Records of points placed on named objects:

_ _ _

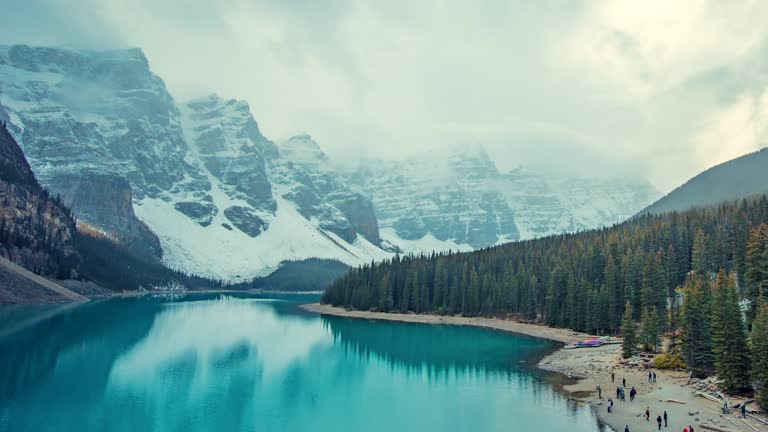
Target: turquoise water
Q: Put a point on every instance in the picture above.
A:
(219, 363)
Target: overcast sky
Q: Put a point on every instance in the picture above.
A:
(652, 89)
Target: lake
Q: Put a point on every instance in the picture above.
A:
(215, 362)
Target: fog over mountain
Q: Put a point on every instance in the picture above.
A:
(647, 90)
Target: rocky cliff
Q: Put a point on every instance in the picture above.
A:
(101, 129)
(462, 201)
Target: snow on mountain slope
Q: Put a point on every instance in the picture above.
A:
(545, 205)
(463, 202)
(451, 200)
(222, 199)
(233, 255)
(101, 129)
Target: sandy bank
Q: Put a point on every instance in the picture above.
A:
(594, 366)
(553, 334)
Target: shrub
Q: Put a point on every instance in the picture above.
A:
(669, 361)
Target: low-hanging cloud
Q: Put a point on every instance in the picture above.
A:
(655, 89)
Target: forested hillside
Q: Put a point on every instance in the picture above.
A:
(583, 281)
(739, 178)
(686, 273)
(36, 230)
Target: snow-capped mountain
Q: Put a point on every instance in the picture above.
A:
(201, 183)
(463, 202)
(544, 205)
(439, 203)
(222, 198)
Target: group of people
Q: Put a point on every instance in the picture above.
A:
(620, 394)
(651, 376)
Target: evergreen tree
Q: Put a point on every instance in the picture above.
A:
(756, 267)
(628, 332)
(700, 253)
(728, 336)
(650, 333)
(759, 340)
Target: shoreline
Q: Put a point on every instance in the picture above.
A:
(592, 367)
(105, 294)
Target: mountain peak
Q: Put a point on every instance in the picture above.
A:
(302, 148)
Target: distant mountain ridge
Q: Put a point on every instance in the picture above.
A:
(463, 202)
(197, 185)
(738, 178)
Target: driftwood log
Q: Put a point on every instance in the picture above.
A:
(750, 426)
(714, 428)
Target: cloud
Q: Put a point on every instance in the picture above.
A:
(642, 89)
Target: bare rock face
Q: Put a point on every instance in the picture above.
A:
(105, 202)
(36, 232)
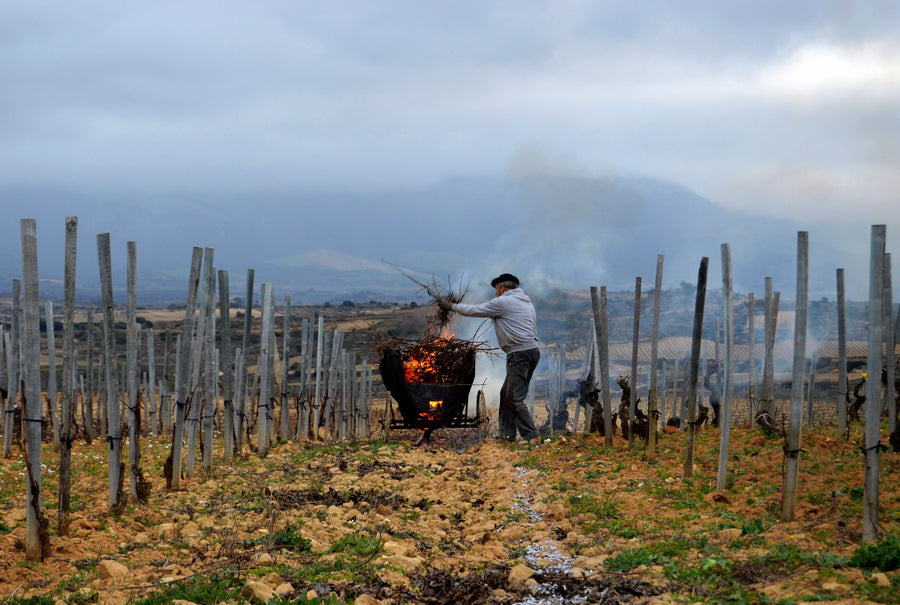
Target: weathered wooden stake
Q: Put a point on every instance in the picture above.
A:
(69, 386)
(52, 389)
(890, 395)
(225, 348)
(265, 393)
(151, 384)
(132, 338)
(183, 367)
(842, 356)
(872, 443)
(696, 340)
(320, 355)
(31, 370)
(792, 447)
(653, 410)
(286, 362)
(114, 423)
(12, 372)
(209, 369)
(90, 390)
(635, 344)
(728, 382)
(601, 326)
(751, 338)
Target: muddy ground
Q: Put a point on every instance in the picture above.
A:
(457, 521)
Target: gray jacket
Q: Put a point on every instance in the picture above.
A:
(513, 316)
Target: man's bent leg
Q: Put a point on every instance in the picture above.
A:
(519, 370)
(505, 415)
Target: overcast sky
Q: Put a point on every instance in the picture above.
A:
(785, 108)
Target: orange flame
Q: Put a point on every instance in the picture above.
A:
(424, 367)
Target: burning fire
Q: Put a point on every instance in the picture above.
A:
(424, 366)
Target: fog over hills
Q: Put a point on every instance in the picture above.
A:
(552, 230)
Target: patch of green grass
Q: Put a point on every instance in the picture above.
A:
(42, 600)
(753, 527)
(357, 545)
(198, 589)
(883, 555)
(880, 594)
(586, 504)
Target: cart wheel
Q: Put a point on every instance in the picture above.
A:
(481, 417)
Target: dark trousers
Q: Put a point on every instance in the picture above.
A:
(514, 414)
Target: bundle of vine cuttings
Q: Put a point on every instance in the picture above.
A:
(435, 359)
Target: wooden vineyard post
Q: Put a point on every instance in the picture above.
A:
(89, 371)
(332, 384)
(31, 414)
(265, 392)
(303, 412)
(842, 356)
(635, 343)
(696, 339)
(751, 370)
(653, 395)
(242, 393)
(225, 348)
(727, 386)
(811, 391)
(196, 363)
(890, 396)
(238, 389)
(165, 406)
(872, 442)
(662, 390)
(600, 325)
(772, 301)
(792, 447)
(152, 408)
(320, 354)
(52, 390)
(69, 372)
(270, 368)
(114, 424)
(12, 365)
(286, 362)
(133, 403)
(208, 413)
(362, 431)
(182, 371)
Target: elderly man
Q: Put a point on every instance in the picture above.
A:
(515, 324)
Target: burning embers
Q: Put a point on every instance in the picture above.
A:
(433, 360)
(430, 378)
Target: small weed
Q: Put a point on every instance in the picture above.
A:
(753, 527)
(212, 589)
(531, 461)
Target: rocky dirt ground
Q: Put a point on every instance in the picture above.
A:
(456, 521)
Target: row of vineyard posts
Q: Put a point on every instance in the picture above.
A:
(332, 399)
(882, 332)
(213, 385)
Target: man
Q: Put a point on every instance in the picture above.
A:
(515, 324)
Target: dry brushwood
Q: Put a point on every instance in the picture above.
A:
(439, 359)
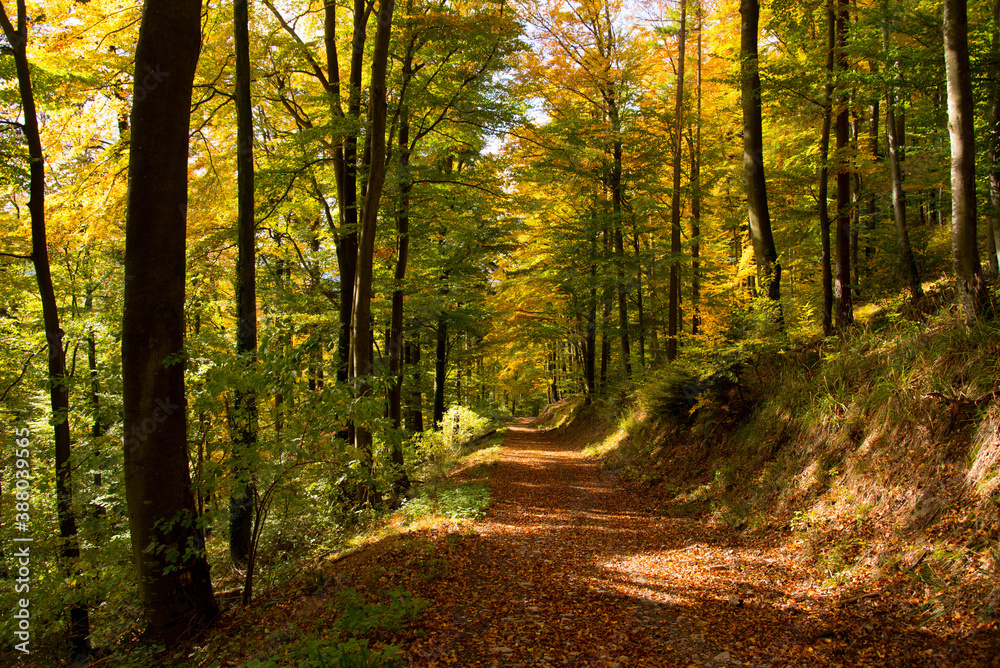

_ _ _

▶ AIM: Select every line of the material above that contains the word "snow", matching its case exactly, and copy each such line.

▶ OUTPUT FOR THIS EXERCISE:
Target: snow on mountain slope
Target: snow-capped mountain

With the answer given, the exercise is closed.